• [YOUR TASK]:
Where does the string "gilded" appear in the records? Copy each line that holds it.

(Collected data)

*** Begin section ***

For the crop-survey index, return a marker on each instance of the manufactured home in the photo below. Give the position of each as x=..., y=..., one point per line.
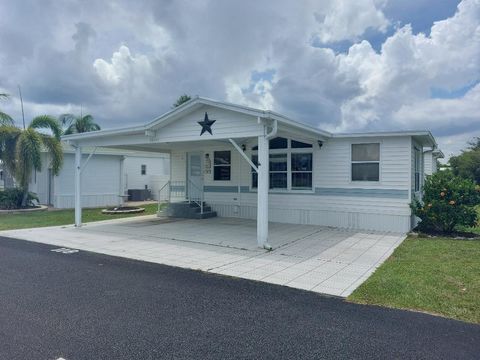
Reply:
x=236, y=161
x=108, y=175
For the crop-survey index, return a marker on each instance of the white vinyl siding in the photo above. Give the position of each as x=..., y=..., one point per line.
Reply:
x=331, y=170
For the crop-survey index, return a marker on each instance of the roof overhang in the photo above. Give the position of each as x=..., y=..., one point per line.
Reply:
x=425, y=137
x=284, y=123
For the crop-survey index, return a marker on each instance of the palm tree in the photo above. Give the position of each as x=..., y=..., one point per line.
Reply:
x=78, y=124
x=21, y=149
x=5, y=119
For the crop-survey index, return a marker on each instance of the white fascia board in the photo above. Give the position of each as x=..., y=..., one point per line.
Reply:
x=413, y=133
x=164, y=119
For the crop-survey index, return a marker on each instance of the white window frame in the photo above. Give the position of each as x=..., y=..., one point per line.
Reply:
x=289, y=151
x=379, y=181
x=417, y=169
x=224, y=165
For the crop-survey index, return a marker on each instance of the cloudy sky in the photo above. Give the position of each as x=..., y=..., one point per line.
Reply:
x=340, y=65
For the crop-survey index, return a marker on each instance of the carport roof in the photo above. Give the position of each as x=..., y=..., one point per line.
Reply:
x=423, y=136
x=192, y=105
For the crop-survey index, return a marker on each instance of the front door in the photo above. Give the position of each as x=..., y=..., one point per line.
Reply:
x=194, y=174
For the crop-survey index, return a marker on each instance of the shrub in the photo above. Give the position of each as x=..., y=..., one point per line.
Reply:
x=12, y=199
x=448, y=201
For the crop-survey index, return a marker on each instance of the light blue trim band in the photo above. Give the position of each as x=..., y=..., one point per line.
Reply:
x=348, y=192
x=177, y=188
x=217, y=188
x=359, y=192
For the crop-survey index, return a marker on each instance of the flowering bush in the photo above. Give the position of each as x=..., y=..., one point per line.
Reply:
x=448, y=201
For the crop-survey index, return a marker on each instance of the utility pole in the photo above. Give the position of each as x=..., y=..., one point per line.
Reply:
x=21, y=102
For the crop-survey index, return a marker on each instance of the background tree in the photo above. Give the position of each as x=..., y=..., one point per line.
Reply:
x=5, y=119
x=467, y=164
x=182, y=99
x=78, y=124
x=21, y=149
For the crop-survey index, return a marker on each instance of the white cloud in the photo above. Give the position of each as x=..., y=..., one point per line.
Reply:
x=123, y=67
x=128, y=61
x=347, y=20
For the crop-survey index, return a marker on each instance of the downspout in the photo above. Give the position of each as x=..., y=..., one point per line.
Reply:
x=269, y=136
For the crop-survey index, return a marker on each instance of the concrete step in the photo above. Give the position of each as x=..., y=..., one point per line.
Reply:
x=206, y=215
x=189, y=211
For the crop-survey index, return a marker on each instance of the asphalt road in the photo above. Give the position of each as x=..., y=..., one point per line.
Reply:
x=90, y=306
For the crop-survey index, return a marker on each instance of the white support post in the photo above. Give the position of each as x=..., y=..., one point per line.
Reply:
x=262, y=192
x=78, y=183
x=122, y=185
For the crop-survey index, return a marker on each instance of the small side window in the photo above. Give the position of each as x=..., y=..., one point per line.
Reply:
x=221, y=165
x=366, y=162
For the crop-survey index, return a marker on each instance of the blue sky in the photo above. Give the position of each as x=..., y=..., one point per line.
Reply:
x=335, y=64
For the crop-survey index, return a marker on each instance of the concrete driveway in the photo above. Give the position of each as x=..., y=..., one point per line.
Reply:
x=320, y=259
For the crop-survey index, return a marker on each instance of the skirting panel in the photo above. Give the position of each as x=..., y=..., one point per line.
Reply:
x=341, y=219
x=88, y=201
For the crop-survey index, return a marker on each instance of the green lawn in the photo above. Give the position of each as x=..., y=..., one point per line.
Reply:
x=60, y=217
x=434, y=275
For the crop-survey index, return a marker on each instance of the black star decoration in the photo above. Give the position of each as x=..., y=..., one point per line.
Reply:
x=206, y=125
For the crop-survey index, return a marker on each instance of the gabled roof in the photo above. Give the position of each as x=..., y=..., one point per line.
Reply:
x=425, y=137
x=191, y=105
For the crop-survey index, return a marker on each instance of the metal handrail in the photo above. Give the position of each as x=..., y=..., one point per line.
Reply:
x=167, y=184
x=197, y=198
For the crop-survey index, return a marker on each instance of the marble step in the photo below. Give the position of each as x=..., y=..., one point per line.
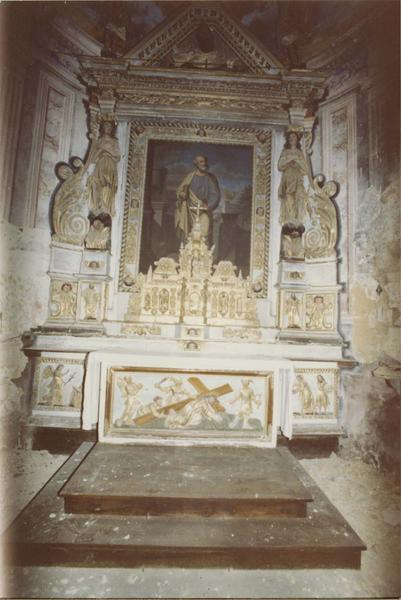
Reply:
x=44, y=535
x=177, y=480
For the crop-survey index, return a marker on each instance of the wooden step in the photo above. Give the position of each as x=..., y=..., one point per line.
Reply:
x=170, y=480
x=44, y=534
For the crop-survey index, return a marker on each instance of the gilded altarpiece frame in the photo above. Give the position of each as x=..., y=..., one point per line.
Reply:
x=141, y=133
x=187, y=403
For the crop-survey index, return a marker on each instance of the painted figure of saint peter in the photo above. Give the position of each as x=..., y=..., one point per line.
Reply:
x=198, y=193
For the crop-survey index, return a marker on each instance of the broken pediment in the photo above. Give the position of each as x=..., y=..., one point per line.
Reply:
x=203, y=37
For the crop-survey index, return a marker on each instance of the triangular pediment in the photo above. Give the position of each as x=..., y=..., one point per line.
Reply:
x=203, y=37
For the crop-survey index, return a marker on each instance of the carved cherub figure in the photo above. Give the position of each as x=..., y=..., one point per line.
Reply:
x=129, y=391
x=65, y=300
x=322, y=396
x=55, y=390
x=247, y=399
x=302, y=388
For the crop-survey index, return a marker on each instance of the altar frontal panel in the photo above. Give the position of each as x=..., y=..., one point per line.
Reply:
x=185, y=403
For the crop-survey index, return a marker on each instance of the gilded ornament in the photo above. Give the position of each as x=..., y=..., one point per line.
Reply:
x=104, y=155
x=91, y=297
x=320, y=312
x=63, y=299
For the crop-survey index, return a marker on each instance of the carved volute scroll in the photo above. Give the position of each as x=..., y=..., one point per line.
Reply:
x=88, y=188
x=70, y=208
x=321, y=237
x=307, y=213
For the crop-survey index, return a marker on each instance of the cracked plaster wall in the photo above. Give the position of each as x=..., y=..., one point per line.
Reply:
x=370, y=403
x=371, y=392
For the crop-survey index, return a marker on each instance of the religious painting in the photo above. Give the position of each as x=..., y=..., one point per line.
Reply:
x=186, y=181
x=314, y=393
x=185, y=403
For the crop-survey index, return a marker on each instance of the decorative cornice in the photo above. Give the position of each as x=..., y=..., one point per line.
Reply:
x=161, y=41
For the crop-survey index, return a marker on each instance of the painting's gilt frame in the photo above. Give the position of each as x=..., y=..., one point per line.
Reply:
x=141, y=132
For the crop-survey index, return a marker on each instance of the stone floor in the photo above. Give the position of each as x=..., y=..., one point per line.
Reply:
x=369, y=500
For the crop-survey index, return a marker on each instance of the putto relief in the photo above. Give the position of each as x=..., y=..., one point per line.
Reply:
x=178, y=401
x=193, y=290
x=58, y=385
x=63, y=299
x=314, y=393
x=320, y=312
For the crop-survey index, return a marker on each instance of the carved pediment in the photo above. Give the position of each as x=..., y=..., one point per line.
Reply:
x=203, y=37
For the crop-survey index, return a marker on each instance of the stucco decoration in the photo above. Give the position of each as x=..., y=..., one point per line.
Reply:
x=88, y=187
x=321, y=236
x=70, y=209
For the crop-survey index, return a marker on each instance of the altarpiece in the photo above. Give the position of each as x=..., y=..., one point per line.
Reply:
x=172, y=319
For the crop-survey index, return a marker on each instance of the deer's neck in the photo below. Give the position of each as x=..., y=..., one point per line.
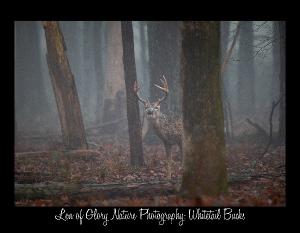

*** End section ***

• [SOLUTION FOR THIS PROBLEM]:
For the crop-survey index, return a marker on each instance of the gilded altarpiece frame in the photo above. Give the position of each as x=..., y=..., one point per line.
For the crop-survey index, return a marker on each instance of the gilded ornament in the photo above. Give the position of each as x=..., y=..., one point per line.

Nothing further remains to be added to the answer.